Raw records
────────────────────

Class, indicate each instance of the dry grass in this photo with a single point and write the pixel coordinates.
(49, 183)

────────────────────

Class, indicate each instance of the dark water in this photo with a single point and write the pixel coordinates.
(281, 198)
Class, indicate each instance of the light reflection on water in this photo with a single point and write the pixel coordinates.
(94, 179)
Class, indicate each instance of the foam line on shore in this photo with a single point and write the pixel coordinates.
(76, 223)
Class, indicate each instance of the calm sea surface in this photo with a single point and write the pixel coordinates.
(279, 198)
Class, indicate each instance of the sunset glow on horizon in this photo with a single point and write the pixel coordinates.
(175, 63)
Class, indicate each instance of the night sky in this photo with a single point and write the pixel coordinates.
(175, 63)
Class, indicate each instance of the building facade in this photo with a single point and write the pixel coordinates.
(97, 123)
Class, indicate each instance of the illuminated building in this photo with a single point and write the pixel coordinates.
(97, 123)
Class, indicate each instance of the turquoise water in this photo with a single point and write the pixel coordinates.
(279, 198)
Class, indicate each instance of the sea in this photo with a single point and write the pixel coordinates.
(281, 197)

────────────────────

Job
List every line of the records that contains the word "water", copying each line in full.

Task response
Class, indicate each instance of the dark water in this photo with a single point and write the pixel coordinates.
Class, indicate each instance of the light reflection on water in this photo with a single point and write the pixel coordinates.
Class, indicate each instance of the turquoise water in this photo with a single point and write the pixel coordinates.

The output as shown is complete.